Retype the material word for word.

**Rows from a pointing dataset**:
>> Start

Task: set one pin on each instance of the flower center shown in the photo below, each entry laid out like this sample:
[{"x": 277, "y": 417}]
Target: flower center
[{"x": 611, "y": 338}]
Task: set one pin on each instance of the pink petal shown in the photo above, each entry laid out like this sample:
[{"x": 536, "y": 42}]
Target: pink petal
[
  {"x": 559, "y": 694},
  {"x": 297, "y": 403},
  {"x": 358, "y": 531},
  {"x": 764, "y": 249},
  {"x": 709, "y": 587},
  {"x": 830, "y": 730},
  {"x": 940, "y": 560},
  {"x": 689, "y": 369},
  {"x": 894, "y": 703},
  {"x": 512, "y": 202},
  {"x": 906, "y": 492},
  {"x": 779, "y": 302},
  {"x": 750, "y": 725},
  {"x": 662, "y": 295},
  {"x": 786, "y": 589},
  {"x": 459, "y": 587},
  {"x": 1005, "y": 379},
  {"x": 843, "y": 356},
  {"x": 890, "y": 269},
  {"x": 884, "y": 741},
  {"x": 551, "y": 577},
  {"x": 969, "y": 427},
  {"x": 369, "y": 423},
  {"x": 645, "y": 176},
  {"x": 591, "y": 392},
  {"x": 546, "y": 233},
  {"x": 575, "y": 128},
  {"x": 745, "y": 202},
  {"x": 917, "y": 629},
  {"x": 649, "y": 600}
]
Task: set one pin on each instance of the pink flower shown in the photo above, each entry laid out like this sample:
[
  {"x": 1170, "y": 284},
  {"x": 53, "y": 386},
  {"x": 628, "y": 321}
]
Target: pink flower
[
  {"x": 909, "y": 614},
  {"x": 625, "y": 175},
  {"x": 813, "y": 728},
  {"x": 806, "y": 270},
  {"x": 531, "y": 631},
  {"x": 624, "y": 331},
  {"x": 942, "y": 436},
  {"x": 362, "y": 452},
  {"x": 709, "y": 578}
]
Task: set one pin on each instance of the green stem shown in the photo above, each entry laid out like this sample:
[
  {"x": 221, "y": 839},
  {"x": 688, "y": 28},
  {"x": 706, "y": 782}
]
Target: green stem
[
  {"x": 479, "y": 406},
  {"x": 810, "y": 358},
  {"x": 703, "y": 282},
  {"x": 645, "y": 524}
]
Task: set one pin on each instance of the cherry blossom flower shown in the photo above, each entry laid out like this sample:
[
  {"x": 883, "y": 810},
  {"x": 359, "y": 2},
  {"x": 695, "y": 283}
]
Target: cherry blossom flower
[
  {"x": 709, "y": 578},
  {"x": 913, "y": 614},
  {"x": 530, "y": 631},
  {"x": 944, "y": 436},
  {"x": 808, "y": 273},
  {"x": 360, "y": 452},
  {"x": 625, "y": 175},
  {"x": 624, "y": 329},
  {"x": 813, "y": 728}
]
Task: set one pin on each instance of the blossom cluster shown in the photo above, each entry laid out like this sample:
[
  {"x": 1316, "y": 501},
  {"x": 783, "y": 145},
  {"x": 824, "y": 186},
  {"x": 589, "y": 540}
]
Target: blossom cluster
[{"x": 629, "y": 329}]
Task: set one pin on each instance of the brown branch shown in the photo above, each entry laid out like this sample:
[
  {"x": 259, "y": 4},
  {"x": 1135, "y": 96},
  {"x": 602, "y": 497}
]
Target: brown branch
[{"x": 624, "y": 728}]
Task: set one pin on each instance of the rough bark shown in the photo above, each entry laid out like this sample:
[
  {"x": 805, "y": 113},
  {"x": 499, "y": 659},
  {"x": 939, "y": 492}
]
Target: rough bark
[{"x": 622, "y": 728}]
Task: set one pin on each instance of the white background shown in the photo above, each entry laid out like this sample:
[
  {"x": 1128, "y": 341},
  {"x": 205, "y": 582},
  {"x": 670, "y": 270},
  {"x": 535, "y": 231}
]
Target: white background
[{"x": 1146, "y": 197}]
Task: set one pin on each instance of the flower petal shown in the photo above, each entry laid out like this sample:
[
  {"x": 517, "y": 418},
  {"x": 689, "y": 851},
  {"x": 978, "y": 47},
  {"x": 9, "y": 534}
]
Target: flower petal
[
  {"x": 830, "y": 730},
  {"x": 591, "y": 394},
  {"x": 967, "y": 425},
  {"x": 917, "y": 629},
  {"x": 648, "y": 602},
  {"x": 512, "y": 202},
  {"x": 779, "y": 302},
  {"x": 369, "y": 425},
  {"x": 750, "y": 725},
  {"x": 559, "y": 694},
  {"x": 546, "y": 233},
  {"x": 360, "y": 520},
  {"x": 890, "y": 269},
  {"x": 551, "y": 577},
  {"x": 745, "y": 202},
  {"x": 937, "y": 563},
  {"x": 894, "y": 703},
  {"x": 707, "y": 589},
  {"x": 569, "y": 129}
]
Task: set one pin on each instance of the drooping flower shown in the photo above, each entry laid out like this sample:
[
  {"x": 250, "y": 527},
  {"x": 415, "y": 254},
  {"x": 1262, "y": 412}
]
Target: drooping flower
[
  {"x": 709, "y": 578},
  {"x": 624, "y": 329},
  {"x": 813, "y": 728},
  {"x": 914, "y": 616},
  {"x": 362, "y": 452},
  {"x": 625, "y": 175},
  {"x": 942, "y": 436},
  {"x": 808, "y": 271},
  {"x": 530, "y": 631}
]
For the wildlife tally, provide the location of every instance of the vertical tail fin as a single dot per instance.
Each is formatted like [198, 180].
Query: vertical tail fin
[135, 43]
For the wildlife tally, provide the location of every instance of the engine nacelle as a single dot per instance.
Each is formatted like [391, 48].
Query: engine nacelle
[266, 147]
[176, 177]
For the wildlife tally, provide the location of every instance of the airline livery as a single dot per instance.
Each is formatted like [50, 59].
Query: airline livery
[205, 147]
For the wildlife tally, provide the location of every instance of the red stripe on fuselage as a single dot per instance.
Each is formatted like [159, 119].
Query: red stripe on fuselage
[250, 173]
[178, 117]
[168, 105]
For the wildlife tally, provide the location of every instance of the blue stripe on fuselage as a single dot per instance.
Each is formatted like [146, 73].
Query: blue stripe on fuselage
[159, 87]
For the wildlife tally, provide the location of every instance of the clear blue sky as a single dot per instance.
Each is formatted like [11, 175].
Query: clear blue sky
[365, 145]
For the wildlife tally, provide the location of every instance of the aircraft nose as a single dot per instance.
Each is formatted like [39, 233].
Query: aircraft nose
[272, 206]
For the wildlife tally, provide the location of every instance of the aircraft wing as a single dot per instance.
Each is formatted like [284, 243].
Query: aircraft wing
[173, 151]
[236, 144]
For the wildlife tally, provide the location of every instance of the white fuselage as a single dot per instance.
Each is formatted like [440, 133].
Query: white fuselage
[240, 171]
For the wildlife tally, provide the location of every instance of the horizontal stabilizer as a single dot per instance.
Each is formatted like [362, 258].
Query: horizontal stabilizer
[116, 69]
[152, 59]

>> End

**TASK OUTPUT**:
Task: set one pin on each instance of the flower center shown in the photo below, each entry laid out like this sample:
[{"x": 277, "y": 417}]
Target: flower center
[{"x": 611, "y": 338}]
Task: set one pin on each instance of the pink petal shown in the photo above, each entry laid out like this sample:
[{"x": 536, "y": 42}]
Target: pink petal
[
  {"x": 559, "y": 694},
  {"x": 297, "y": 403},
  {"x": 358, "y": 531},
  {"x": 764, "y": 249},
  {"x": 709, "y": 587},
  {"x": 830, "y": 730},
  {"x": 940, "y": 560},
  {"x": 689, "y": 369},
  {"x": 894, "y": 703},
  {"x": 512, "y": 202},
  {"x": 906, "y": 492},
  {"x": 779, "y": 302},
  {"x": 750, "y": 725},
  {"x": 662, "y": 295},
  {"x": 786, "y": 589},
  {"x": 459, "y": 587},
  {"x": 1005, "y": 379},
  {"x": 843, "y": 356},
  {"x": 890, "y": 269},
  {"x": 884, "y": 741},
  {"x": 551, "y": 577},
  {"x": 969, "y": 427},
  {"x": 369, "y": 423},
  {"x": 645, "y": 176},
  {"x": 591, "y": 392},
  {"x": 546, "y": 233},
  {"x": 575, "y": 128},
  {"x": 745, "y": 202},
  {"x": 917, "y": 629},
  {"x": 649, "y": 600}
]
Task: set one pin on each instance of the pink flower shown in the photo above, each entry laid out like this sample:
[
  {"x": 1170, "y": 284},
  {"x": 53, "y": 386},
  {"x": 628, "y": 321}
]
Target: pink flower
[
  {"x": 909, "y": 614},
  {"x": 625, "y": 175},
  {"x": 813, "y": 728},
  {"x": 806, "y": 270},
  {"x": 531, "y": 631},
  {"x": 624, "y": 331},
  {"x": 942, "y": 436},
  {"x": 362, "y": 452},
  {"x": 709, "y": 578}
]
Task: set one pin on each instance of the green stem shown in the photo above, each entry laid out like this sample:
[
  {"x": 221, "y": 839},
  {"x": 688, "y": 28},
  {"x": 706, "y": 782}
]
Target: green stem
[
  {"x": 479, "y": 406},
  {"x": 810, "y": 358},
  {"x": 703, "y": 282},
  {"x": 645, "y": 524}
]
Task: set one pin on each instance of the cherry blossom flower shown in the photo above, each entry laid out like this sample:
[
  {"x": 883, "y": 810},
  {"x": 359, "y": 2},
  {"x": 695, "y": 283}
]
Target: cherry blossom flower
[
  {"x": 709, "y": 578},
  {"x": 913, "y": 614},
  {"x": 530, "y": 631},
  {"x": 944, "y": 436},
  {"x": 808, "y": 273},
  {"x": 360, "y": 452},
  {"x": 625, "y": 175},
  {"x": 624, "y": 329},
  {"x": 813, "y": 728}
]
Task: set one pin on each instance of the blossom cluster shown in the photo above, each entry laid out like this sample:
[
  {"x": 1316, "y": 501},
  {"x": 783, "y": 145},
  {"x": 824, "y": 186},
  {"x": 589, "y": 540}
]
Target: blossom cluster
[{"x": 629, "y": 329}]
Task: set one pin on each instance of the brown branch shown in the photo above, each entry laid out like this sample:
[
  {"x": 259, "y": 4},
  {"x": 1135, "y": 96},
  {"x": 602, "y": 497}
]
Target: brown branch
[{"x": 624, "y": 728}]
Task: set one pin on each instance of the rough bark shown in the photo above, each entry laid out like this sample:
[
  {"x": 805, "y": 113},
  {"x": 499, "y": 659},
  {"x": 939, "y": 492}
]
Target: rough bark
[{"x": 622, "y": 728}]
Task: set one pin on each instance of the white background shown in the photo above, each entry laid out like this sample:
[
  {"x": 1128, "y": 341},
  {"x": 205, "y": 582},
  {"x": 670, "y": 270},
  {"x": 535, "y": 231}
]
Target: white background
[{"x": 1146, "y": 197}]
Task: set one pin on each instance of the flower petal shown in the photo above, each entry laid out like this sample:
[
  {"x": 517, "y": 418},
  {"x": 689, "y": 851},
  {"x": 978, "y": 47},
  {"x": 9, "y": 534}
]
Target: flower petal
[
  {"x": 830, "y": 730},
  {"x": 591, "y": 394},
  {"x": 967, "y": 425},
  {"x": 917, "y": 629},
  {"x": 648, "y": 602},
  {"x": 512, "y": 202},
  {"x": 779, "y": 302},
  {"x": 369, "y": 425},
  {"x": 750, "y": 725},
  {"x": 559, "y": 694},
  {"x": 546, "y": 233},
  {"x": 360, "y": 520},
  {"x": 890, "y": 269},
  {"x": 551, "y": 577},
  {"x": 745, "y": 202},
  {"x": 937, "y": 563},
  {"x": 894, "y": 703},
  {"x": 707, "y": 589},
  {"x": 569, "y": 129}
]
Task: set one pin on each instance of the drooping flower shown in the photo above, each entry laid out like this sample:
[
  {"x": 250, "y": 527},
  {"x": 415, "y": 254},
  {"x": 1262, "y": 412}
]
Target: drooping flower
[
  {"x": 709, "y": 578},
  {"x": 624, "y": 329},
  {"x": 813, "y": 728},
  {"x": 914, "y": 616},
  {"x": 362, "y": 452},
  {"x": 625, "y": 175},
  {"x": 942, "y": 436},
  {"x": 808, "y": 271},
  {"x": 530, "y": 631}
]
For the wildlife tally, provide the location of every instance of the vertical tail fin as a single dot per instance.
Each is formatted like [198, 180].
Query: vertical tail fin
[135, 43]
For the wildlife tally, provide the location of every instance of the engine nacelle as a single dot per instance.
Each is formatted like [391, 48].
Query: engine nacelle
[266, 147]
[176, 177]
For the wildlife tally, provide the location of every instance of the airline livery as a single dot per instance.
Each is formatted like [50, 59].
Query: airline livery
[205, 147]
For the wildlife tally, provide the location of every instance of the red stripe on fuselage as a single dot per instance.
Each is formatted like [159, 119].
Query: red stripe on fuselage
[250, 173]
[178, 117]
[168, 105]
For the wildlife tally, provide the location of every instance of the blue stripe on fuselage as a single dot per instance.
Each is formatted like [146, 73].
Query: blue stripe on fuselage
[159, 87]
For the wildlife tally, provide the location of every instance of the clear blue sky as a single dot per instance.
Each is formatted like [11, 175].
Query: clear blue sky
[365, 145]
For the wildlife tally, provide the location of every instance of the aircraft nose as a single dot per instance.
Each is formatted like [39, 233].
Query: aircraft nose
[272, 206]
For the wildlife tally, provide the location of every instance of the aircraft wing as a single dot per instance.
Each is formatted like [284, 243].
Query: aircraft wing
[173, 151]
[236, 144]
For the wildlife tally, provide the location of every instance of the white fuselage as a single dot per instance.
Each is formatted like [440, 133].
Query: white fuselage
[240, 171]
For the wildlife tally, provide the location of every instance of the horizontal stabilizer as a single dot per instance.
Each is formatted like [362, 258].
Query: horizontal stabilizer
[116, 69]
[152, 59]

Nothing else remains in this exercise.